May 2016 Progress: What am I up to?

It’s already June and we are halfway into 2016. Time flies so fast. New Years Eve feel like yesterday. The month of May was the most exciting so far this year. Lots of things happened beyond my expectation.


First thing is Cradle Fund. I applied for the CIP Catalyst for my startup Fuudy.

Fuudy is an online search platform that make it easy for you to find halal restaurant anywhere anytime. You can check it here.
You can checkout Fuudy here

I flew to KL to attend their pitching session. This was my first time pitching to a VC. I am nervous and excited at the same time. There were about 30 people pitching that day.

Before entering the shark tank

When it came to my turn, there were 3 panels in front of me. I did my whole session including Q&A in less than 15 minutes. It was fast. They only ask me 2 questions. I think I did okay. The results came 1 week later when I got this email. Basically, they were saying “Your idea was rejected” but in a proper way.

Rejection email from Cradle :(

I failed. A bit disappointed. But then, I got a call after that. I was selected for the Semifinal Pitching of SUPERB. I was given another chance.



I pitched the same idea which is Fuudy. This time it was better because they provide 3 days pitching bootcamp to grill and refine our pitch. I was grilled by the coaches in those 3 days. I completely change my pitch deck. The feedback from the coaches was very insightful. My problem statement change, my target market change, everything changed.

Some of the entrepreneurs I met. I am on the most right.

Apart from that, I get to network with other budding entrepreneurs. There were 60 of us and each of them have cool and variety of business ideas not just limited to tech startup. I got to meet and learn from people outside of my industry. It broaden my horizon on entrepreneurship.

I look nervous before entering the Shark Tank.

Came the pitching day and I am prepared to enter the Shark Tank. My pitch deck is refined, everything is better compared to when I pitched to Cradle. I did my pitch and during the Q&A session I stumbled a little bit. I couldn’t answer the panels questions properly. I was blank at that time, I knew the answer but I couldn’t convey it clearly.

I didn’t make it to the Final. Disappointed. But life must go on.

Then, I got a call. I was invited to attend an interview session for a CEO position I applied few months back. I was excited. At least this lighten me up a little bit.


A few months ago, I saw this ad that Adecco was looking for a young CEO to lead them for 1 month. I applied and got the interview. The interview session was tough. I was interviewed by 3 panels in 3 separate sessions; starting from their Branch Manager to Associate Director and finally their CEO aka Country Manager in Malaysia. The sessions get tougher as it goes by. Each sessions last about 1 hour. Imagine, the whole sessions last for more than 3 hours. It was like an interrogation session. They were asking hard questions from personal life to business decisions. It is not that easy to become a CEO of a Fortune 500 company. I still haven’t got the result yet. You can check my twitter or facebook to get the update about the result.


So after all of these back-to-back crazy events, what did I learn?


  • Investors wanted to know what you are going to do with their money. You have to do your due diligence before pitching your idea.

Data lines:
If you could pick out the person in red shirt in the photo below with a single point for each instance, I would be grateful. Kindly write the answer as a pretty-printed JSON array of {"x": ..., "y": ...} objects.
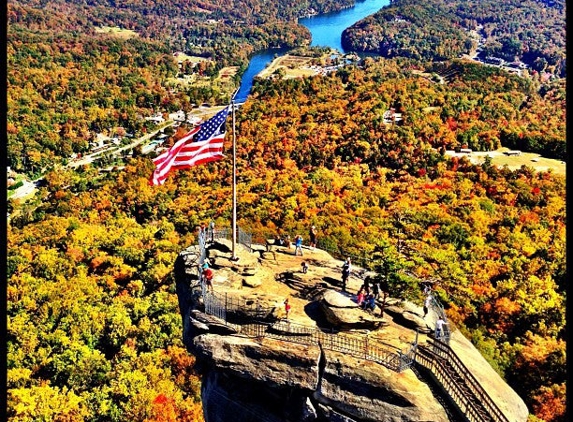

Short exercise A:
In the May 2016 progress post, how long did the whole Cradle pitch, including Q&A, take?
Short exercise B:
Keep writing the May 2016 progress post from its last line.
The listing has no connection to the blog post about May 2016.

Final result A:
Less than 15 minutes.

Final result B:
  • Your problem must be clear and painful enough and target market must be focus and well-defined. Always start with a small, well-defined target market. I think I failed because my target market was too big and unrealistic.
  • Be realistic.
  • The flow of your presentation must be connected to each other. My presentation was not focused. I was jumping around the bushes. I started by telling the worldwide problem and then proposed a solution to start in Malaysia which the problem is not that prevalent.


  • Be realistic. Entrepreneurs often have this idea to change the world. With limited funding and resources, you cannot solve a problem of a large market. Always start small but dream big. Expand your target market over time.
  • Be prepared for Q&A. Keep a list of possible Q&A. Memorized it.
  • Practice, practice, practice your pitch in front of other people > Get feedback > learn > repeat.
  • Judges are often people not within your industry. So basically, they don’t know anything. You have to convince them using layman term.
  • Always have enough rest before your pitch day.


  • Your story is your greatest asset. Everyone have different life story. That’s what makes you unique. I was able to face and answer all the panel questions confidently by purely using my life experience. People want to know your story. Start crafting your story now.
  • Confidence is the key. To talk with people with higher positions such as CEO, you must have confidence. How I built my confidence? Through years of practice. Go out of your comfort zone. Do public speaking. Start talking to strangers. Call somebody instead of texting them (this really works). Emulate successful people > copy their body language, their choice of words & how they present themselves.


It was a crazy month of May. A lot of unexpected things happen. Everything have thought me to become a better person. So what’s next. For the next 6 months these are my goals:

  • Ditch all my startup ideas.
  • Build a small and simple business that makes $2,000 monthly profit within the next 6 months.
  • Learn growth hacking.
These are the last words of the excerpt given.